Fonte:
* * *

# AQUARIOFILIA MARINHA > DIY - Faça Você Mesmo >  Tubos transparentes em plástico/acrílico, onde comprar?

## Artur Fonseca

Tubos transparentes em plástico/acrílico, onde comprar? Para construir um escumador DIY.

----------


## Pedro Ferrer

Boa tarde

Podes sempre ver aqui

Tens sempre a Dagol no Porto.

Abraço
Pedro Ferrer

----------


## Artur Fonseca

Muito obrigado Pedro  :SbOk:

----------


## Ivo Faria

> Muito obrigado Pedro


Boas,
Sempre comseguiste arranjar algum sitio que venda tubo transparente aqui no porto? E por quanto é que fica?
Fika bem

----------


## Artur Fonseca

> Boas,
> Sempre comseguiste arranjar algum sitio que venda tubo transparente aqui no porto? E por quanto é que fica?

* * *

Dados fornecidos:

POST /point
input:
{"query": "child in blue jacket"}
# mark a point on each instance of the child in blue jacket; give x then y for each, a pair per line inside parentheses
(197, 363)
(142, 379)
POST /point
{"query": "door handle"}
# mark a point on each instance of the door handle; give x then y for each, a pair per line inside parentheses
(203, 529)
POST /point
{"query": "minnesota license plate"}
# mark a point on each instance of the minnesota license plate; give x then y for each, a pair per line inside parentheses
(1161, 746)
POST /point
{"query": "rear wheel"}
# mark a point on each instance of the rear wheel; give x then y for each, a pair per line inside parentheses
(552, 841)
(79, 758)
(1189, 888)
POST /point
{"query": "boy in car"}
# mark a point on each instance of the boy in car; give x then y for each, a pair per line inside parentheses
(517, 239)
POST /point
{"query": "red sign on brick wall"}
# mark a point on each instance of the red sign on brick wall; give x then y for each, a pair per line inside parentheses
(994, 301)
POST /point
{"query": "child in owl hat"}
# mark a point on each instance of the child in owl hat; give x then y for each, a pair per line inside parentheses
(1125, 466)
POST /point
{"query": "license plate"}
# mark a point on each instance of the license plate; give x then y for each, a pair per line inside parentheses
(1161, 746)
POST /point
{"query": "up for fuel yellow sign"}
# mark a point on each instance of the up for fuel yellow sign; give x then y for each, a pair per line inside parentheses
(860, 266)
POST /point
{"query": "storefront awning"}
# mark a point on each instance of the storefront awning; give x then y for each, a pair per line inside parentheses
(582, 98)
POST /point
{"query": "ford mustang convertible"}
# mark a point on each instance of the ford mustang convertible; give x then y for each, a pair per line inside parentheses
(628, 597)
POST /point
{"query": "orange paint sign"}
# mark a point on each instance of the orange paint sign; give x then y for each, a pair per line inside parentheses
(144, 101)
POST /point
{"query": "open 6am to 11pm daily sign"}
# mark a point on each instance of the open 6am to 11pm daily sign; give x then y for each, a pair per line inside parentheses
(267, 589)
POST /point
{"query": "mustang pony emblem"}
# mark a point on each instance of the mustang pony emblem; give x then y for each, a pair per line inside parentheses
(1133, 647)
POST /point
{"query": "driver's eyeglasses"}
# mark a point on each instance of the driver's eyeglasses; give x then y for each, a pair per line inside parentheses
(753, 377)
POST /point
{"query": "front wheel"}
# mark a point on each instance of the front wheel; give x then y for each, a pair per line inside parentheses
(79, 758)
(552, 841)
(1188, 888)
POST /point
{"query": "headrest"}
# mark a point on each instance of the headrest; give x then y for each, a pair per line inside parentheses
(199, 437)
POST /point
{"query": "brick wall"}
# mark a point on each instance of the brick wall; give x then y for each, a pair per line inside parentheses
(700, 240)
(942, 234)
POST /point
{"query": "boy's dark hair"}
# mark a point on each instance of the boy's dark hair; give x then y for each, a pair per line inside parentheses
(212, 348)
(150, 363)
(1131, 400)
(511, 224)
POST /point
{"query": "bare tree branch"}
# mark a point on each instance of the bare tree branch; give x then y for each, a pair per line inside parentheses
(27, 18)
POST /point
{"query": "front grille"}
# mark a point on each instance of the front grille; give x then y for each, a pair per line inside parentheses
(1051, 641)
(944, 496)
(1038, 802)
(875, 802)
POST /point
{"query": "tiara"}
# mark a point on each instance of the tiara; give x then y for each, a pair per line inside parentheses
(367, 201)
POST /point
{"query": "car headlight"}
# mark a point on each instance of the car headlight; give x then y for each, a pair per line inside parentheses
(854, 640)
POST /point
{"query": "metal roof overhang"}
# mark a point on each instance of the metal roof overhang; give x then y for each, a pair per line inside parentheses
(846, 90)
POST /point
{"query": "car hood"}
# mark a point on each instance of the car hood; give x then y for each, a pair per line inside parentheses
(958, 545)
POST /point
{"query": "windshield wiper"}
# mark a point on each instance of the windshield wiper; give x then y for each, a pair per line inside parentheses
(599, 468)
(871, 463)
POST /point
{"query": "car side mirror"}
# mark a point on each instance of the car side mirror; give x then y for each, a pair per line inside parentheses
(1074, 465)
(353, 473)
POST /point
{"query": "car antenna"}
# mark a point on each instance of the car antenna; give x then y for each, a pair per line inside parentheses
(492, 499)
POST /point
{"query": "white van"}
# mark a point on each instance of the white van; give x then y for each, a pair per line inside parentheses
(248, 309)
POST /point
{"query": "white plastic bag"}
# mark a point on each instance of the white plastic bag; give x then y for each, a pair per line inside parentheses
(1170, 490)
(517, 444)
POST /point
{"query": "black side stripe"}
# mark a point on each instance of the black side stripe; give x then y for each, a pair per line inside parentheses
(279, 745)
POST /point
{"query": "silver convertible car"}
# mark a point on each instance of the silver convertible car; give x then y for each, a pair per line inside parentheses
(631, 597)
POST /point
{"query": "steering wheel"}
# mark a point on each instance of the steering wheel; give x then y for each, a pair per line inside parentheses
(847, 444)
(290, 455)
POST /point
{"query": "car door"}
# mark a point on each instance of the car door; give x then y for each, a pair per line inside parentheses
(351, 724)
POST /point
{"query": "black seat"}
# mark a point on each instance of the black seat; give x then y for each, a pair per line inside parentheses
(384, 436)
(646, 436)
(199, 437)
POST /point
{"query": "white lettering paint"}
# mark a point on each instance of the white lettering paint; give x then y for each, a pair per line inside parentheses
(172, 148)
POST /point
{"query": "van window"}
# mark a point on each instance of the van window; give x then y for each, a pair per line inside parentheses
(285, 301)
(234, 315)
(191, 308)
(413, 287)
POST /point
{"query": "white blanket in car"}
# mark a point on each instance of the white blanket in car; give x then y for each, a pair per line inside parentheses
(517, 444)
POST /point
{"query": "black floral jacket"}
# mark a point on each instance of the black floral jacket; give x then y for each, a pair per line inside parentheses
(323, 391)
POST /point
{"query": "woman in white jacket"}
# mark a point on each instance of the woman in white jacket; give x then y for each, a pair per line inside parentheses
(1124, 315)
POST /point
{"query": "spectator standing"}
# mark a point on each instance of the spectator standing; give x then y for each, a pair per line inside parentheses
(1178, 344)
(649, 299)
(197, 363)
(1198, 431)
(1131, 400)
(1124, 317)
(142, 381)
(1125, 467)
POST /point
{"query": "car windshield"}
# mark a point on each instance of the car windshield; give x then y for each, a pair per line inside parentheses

* * *

O que fazer:
(a) No tópico sobre tubos transparentes, que empresa no Porto Pedro Ferrer indica?
(b) Traduza para inglês a frase "Tens sempre a Dagol no Porto.", do tópico sobre tubos transparentes.
(c) Retome o tópico sobre tubos transparentes a partir do ponto em que ele para.

Resultados por ordem:
(a) A Dagol.

(b) You always have Dagol in Porto.

(c)
> Fika bem


Acabei por desistir do escumador DIY e arranjei um Aquamedic Miniflotor...  :SbOk3:

----------


## FernandoSantos

> Boas,
> Sempre comseguiste arranjar algum sitio que venda tubo transparente aqui no porto? E por quanto é que fica?
> Fika bem



O sitio é facil, vais a Loja Plasticos do Sado na Rua Faria Guimarães, muito perto do tunel. Quanto fica? Não faço ideia.

Se tiveres carro vai á Dagol na zona industrial da Maia.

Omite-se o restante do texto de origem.